Could you output the entries that follow exactly, omitting any pictures they contain?

(Saved entries)
Content starts

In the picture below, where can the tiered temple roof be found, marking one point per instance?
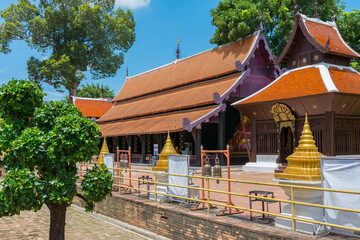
(313, 89)
(183, 94)
(319, 85)
(312, 41)
(92, 107)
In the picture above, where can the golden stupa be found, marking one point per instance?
(304, 163)
(168, 148)
(104, 149)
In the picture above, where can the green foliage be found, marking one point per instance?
(95, 185)
(94, 91)
(235, 19)
(18, 100)
(79, 35)
(55, 138)
(21, 191)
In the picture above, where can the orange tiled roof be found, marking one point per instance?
(190, 96)
(307, 81)
(212, 63)
(322, 31)
(92, 107)
(154, 124)
(346, 80)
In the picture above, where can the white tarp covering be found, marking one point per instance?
(342, 173)
(178, 164)
(109, 162)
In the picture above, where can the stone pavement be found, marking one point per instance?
(236, 174)
(79, 225)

Content ends

Answer to the problem:
In the picture below, where can the tiered temple roof be found, marking one point per instance?
(313, 89)
(183, 94)
(319, 85)
(312, 41)
(92, 107)
In the picture above, where can the golden stupa be found, marking one point per instance?
(304, 163)
(168, 148)
(104, 149)
In the picture above, where can the green foliage be found, marking one point per instance?
(95, 185)
(94, 91)
(235, 19)
(18, 100)
(79, 35)
(55, 138)
(21, 191)
In the picture above, where can the orange tiled roof be found, marking one point per instance?
(190, 96)
(307, 81)
(212, 63)
(322, 31)
(92, 107)
(154, 124)
(346, 80)
In the picture above, where can the white tarp covering be found, marking one point per instance?
(342, 173)
(178, 164)
(109, 162)
In the picture above, where can the stone pavement be found, marking one point per instance?
(236, 174)
(79, 225)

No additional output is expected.